Rewrite everything from the row containing "One marker belongs on each instance of the water" down to the end of the rows as a two-column CSV with the header instruction,response. Give one line per row, pairing its text with its answer, with each placed in a single quoted field and any line breaks replaced by spaces.

## Start

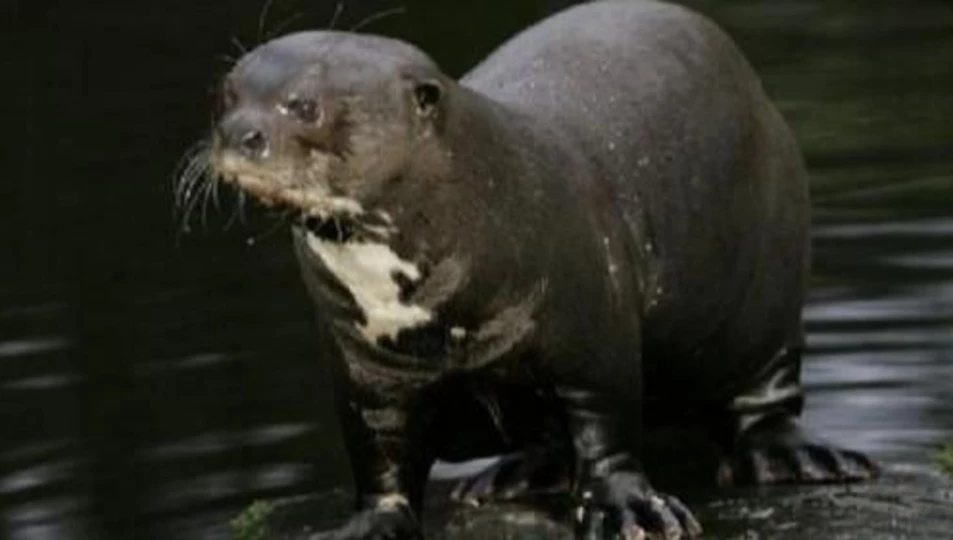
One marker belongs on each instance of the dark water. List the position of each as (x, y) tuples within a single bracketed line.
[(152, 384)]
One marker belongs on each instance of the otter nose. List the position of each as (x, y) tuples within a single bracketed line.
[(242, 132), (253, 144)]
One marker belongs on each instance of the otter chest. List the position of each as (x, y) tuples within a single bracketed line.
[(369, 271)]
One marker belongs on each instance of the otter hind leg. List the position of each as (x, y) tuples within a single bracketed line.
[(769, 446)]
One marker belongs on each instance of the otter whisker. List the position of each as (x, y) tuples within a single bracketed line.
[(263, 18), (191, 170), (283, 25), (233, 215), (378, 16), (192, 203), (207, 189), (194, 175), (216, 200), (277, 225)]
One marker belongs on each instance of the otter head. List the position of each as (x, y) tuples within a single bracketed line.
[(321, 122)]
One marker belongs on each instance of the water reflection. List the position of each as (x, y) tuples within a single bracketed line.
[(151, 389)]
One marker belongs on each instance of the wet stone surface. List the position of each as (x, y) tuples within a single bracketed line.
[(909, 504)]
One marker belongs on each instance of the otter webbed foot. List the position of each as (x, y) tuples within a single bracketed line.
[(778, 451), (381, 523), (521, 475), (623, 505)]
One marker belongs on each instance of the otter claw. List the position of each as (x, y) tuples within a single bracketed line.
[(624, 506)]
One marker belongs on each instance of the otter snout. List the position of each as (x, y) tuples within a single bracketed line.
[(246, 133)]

## End

__Task solution__.
instruction,response
"One marker belongs on each instance of the water reflection. List the position of each as (x, y) tuples within a single bracketed line.","[(151, 389)]"
"One marker belongs on each instance of the wet stone surface. List the position of each as (x, y) tuples within a single bracketed line.","[(909, 504)]"
"One marker belongs on each instance of the otter webbed foot. List the position of each as (x, y) tuples within a single bracketed line.","[(778, 451), (381, 523), (521, 475), (623, 505)]"
"One marker belongs on each instance of the otter claw. List the position of each as (x, y) tuples within a single bracketed line.","[(624, 506)]"
"One marker belongs on each instance of the otter snout. List the position of each as (x, y) tuples within a single bracketed line.","[(246, 133)]"